* SOURCE PASSAGE *

"""

Ryan’s budget plan, A Roadmap for America’s Future, bears out The New Republic’s Leon Wieseltier observation that “the ideal of self-reliance in America has always been attended by a corollary of indifference to others, or nastiness.” The plan’s preamble is haltingly Galtesque: “Dependency drains individual character, which in turn weakens American Society. The process suffocates individual initiative and transforms self-reliance into a vice and government dependency into a virtue.”
To combat parasitic moocherism, the Roadmap slashes Medicaid and food stamps and turns Medicare into a voucher, while simultaneously cutting taxes for large corporations and the wealthy, or the “job creators” in conservative argot. The Washington Post’s Matt Miller points out that the plan would add $62 trillion to the national debt before balancing the budget in a half century. If the legislation sounds catastrophically misguided and immoral in the extreme, it’s only because you’re a wastrel. Read Ayn Rand. And get a job!

"""

* WHAT YOU WILL DO *
Give every person named in the passage on Ryan's budget plan.

* RECORDED DATA *
"""

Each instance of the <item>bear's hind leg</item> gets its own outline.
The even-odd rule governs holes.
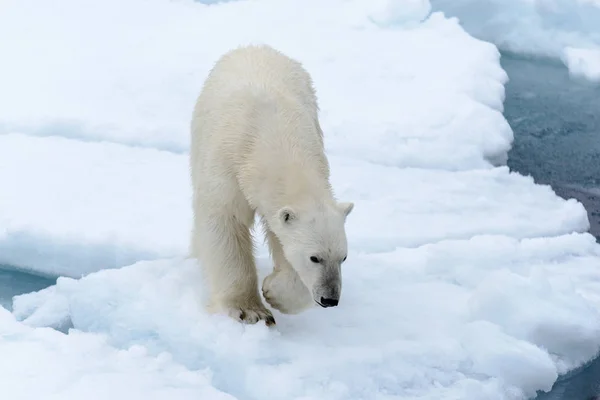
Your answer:
[[[298,314],[314,305],[312,294],[285,258],[279,239],[265,229],[275,266],[263,280],[262,292],[271,307],[284,314]]]
[[[244,323],[265,320],[273,325],[273,314],[258,291],[252,236],[244,219],[235,214],[197,216],[196,223],[201,226],[197,231],[202,232],[196,239],[202,247],[198,258],[211,292],[208,309]]]

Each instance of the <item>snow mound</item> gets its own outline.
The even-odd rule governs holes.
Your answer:
[[[330,163],[337,196],[356,203],[347,223],[354,252],[480,234],[557,236],[589,227],[580,203],[507,167],[398,169],[335,155]],[[187,155],[0,135],[0,187],[7,188],[0,197],[0,264],[79,277],[187,254]],[[257,241],[266,251],[260,236]]]
[[[499,52],[427,1],[4,3],[0,264],[61,275],[0,308],[11,400],[524,400],[598,354],[585,210],[502,166]],[[274,329],[186,259],[193,103],[247,43],[311,73],[356,203],[340,306]]]
[[[206,315],[192,260],[59,278],[14,312],[167,354],[239,399],[526,399],[600,349],[600,303],[584,297],[599,257],[587,234],[355,254],[339,307],[275,312],[275,329]]]
[[[312,74],[332,153],[379,162],[386,148],[396,166],[503,163],[512,131],[497,50],[440,14],[421,23],[426,1],[408,4],[10,0],[0,14],[0,37],[12,38],[0,41],[0,133],[186,152],[214,62],[268,43]],[[405,23],[382,28],[374,18]]]
[[[103,335],[32,329],[0,307],[2,397],[10,400],[233,400],[207,371],[191,371],[167,353],[118,350]]]
[[[573,75],[600,81],[597,0],[431,0],[474,36],[501,50],[562,60]]]

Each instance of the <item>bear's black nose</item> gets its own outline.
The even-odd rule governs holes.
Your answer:
[[[325,297],[321,297],[321,306],[323,307],[335,307],[337,306],[338,299],[326,299]]]

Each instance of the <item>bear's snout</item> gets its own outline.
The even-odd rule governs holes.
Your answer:
[[[338,299],[326,299],[325,297],[321,297],[321,302],[319,303],[319,305],[323,308],[327,308],[327,307],[335,307],[337,306],[339,303]]]

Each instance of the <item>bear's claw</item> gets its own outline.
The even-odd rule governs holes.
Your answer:
[[[245,324],[255,324],[264,320],[267,326],[275,325],[275,318],[271,311],[266,308],[235,308],[231,309],[229,315]]]

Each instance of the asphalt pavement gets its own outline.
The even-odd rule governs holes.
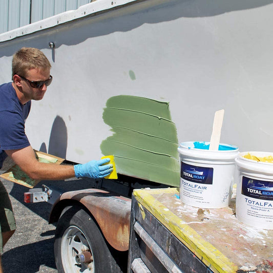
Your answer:
[[[12,165],[5,162],[0,173]],[[4,247],[5,273],[56,273],[54,256],[55,225],[48,224],[51,205],[46,202],[26,204],[28,188],[3,179],[10,195],[16,222],[15,233]]]

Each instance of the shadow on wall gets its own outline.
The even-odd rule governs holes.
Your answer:
[[[40,50],[47,49],[49,36],[55,37],[56,31],[58,34],[55,49],[63,45],[69,46],[80,44],[89,38],[102,36],[116,32],[129,31],[144,24],[157,24],[183,17],[214,16],[239,10],[255,9],[272,3],[273,0],[175,0],[148,8],[145,12],[140,11],[137,16],[133,14],[133,17],[132,14],[124,14],[124,13],[121,13],[120,15],[117,14],[114,19],[106,18],[99,24],[92,24],[91,27],[90,20],[93,19],[93,16],[89,16],[43,31],[44,34],[46,34],[45,36],[41,35],[40,32],[38,31],[36,33],[38,35],[38,39],[35,41],[35,47]],[[118,9],[115,12],[118,13],[120,10]],[[108,14],[108,12],[106,13]],[[79,28],[80,28],[80,31],[77,30]],[[73,39],[71,38],[72,32]],[[35,38],[36,35],[34,34],[28,40],[24,40],[23,44],[18,44],[16,39],[8,41],[9,46],[1,52],[0,57],[3,56],[11,56],[22,45],[25,47],[33,46],[32,38]],[[45,39],[47,43],[45,42]],[[11,46],[12,45],[14,46]],[[52,60],[54,62],[54,50],[52,54]]]
[[[41,143],[39,151],[66,158],[67,149],[67,128],[64,119],[59,116],[57,116],[51,128],[48,151],[47,151],[47,146],[45,142]]]

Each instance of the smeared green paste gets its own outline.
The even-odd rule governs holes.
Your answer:
[[[115,156],[118,173],[179,186],[178,143],[169,106],[133,96],[108,99],[103,118],[114,134],[100,149]]]

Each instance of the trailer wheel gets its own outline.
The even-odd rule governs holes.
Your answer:
[[[59,273],[119,273],[121,271],[92,217],[69,207],[56,228],[54,255]]]

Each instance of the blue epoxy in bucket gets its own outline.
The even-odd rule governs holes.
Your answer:
[[[180,200],[197,207],[224,207],[231,199],[238,148],[222,143],[217,151],[209,147],[209,142],[180,144]]]
[[[204,141],[195,141],[193,142],[194,148],[197,149],[208,150],[209,148],[209,142]],[[237,147],[228,145],[227,144],[220,144],[218,151],[230,151],[238,149]]]

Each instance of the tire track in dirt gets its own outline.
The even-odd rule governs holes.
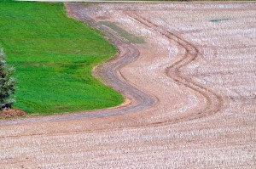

"""

* RESPONSE *
Ryan, Leon Wieseltier, Matt Miller, Ayn Rand